__Was zu tun ist__.
Benenne in der folgenden Liste überall „target“ in „label“ um. Gib alle Zeilen sonst unverändert wieder.

__Gegebene Daten__.
#####
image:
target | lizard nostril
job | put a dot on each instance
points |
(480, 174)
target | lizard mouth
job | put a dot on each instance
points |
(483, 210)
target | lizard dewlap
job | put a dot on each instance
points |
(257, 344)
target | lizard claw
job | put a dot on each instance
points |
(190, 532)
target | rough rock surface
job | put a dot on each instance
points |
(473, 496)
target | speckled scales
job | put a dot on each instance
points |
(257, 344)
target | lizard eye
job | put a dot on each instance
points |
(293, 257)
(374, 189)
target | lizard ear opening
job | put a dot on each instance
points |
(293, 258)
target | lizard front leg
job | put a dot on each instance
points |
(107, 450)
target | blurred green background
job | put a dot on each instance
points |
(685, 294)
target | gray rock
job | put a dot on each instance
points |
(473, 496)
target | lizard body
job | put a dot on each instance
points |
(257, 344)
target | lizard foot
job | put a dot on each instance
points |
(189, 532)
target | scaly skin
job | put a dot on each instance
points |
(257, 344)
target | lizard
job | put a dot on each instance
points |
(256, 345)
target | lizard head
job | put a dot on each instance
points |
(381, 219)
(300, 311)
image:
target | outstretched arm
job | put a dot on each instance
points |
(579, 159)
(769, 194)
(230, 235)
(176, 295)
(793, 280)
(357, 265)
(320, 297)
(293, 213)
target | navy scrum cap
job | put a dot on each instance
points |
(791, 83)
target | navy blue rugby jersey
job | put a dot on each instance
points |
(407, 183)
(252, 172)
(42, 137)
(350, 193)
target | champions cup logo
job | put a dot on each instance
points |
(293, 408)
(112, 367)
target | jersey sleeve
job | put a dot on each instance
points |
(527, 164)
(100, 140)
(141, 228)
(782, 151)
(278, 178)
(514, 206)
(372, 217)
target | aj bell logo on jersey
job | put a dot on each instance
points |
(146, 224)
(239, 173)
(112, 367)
#####
__Endgültige Antwort__.
image:
label | lizard nostril
job | put a dot on each instance
points |
(480, 174)
label | lizard mouth
job | put a dot on each instance
points |
(483, 210)
label | lizard dewlap
job | put a dot on each instance
points |
(257, 344)
label | lizard claw
job | put a dot on each instance
points |
(190, 532)
label | rough rock surface
job | put a dot on each instance
points |
(473, 496)
label | speckled scales
job | put a dot on each instance
points |
(257, 344)
label | lizard eye
job | put a dot on each instance
points |
(293, 257)
(374, 189)
label | lizard ear opening
job | put a dot on each instance
points |
(293, 258)
label | lizard front leg
job | put a dot on each instance
points |
(107, 450)
label | blurred green background
job | put a dot on each instance
points |
(685, 294)
label | gray rock
job | put a dot on each instance
points |
(473, 496)
label | lizard body
job | put a dot on each instance
points |
(257, 344)
label | lizard foot
job | put a dot on each instance
points |
(189, 532)
label | scaly skin
job | put a dot on each instance
points |
(257, 344)
label | lizard
job | put a dot on each instance
points |
(256, 345)
label | lizard head
job | put a dot on each instance
points |
(381, 219)
(300, 311)
image:
label | outstretched arm
job | put a dot on each instance
points |
(579, 159)
(769, 194)
(230, 235)
(176, 295)
(793, 280)
(357, 265)
(320, 297)
(293, 213)
label | navy scrum cap
job | put a dot on each instance
points |
(791, 83)
label | navy blue rugby jersey
job | put a dot on each instance
points |
(407, 183)
(252, 172)
(42, 137)
(350, 193)
label | champions cup logo
job | put a dot on each instance
points |
(293, 408)
(112, 367)
label | jersey sleeve
job | put a dot on each instance
points |
(527, 164)
(100, 140)
(141, 228)
(782, 151)
(278, 178)
(514, 206)
(372, 217)
label | aj bell logo on jersey
job | put a dot on each instance
points |
(146, 224)
(239, 173)
(112, 367)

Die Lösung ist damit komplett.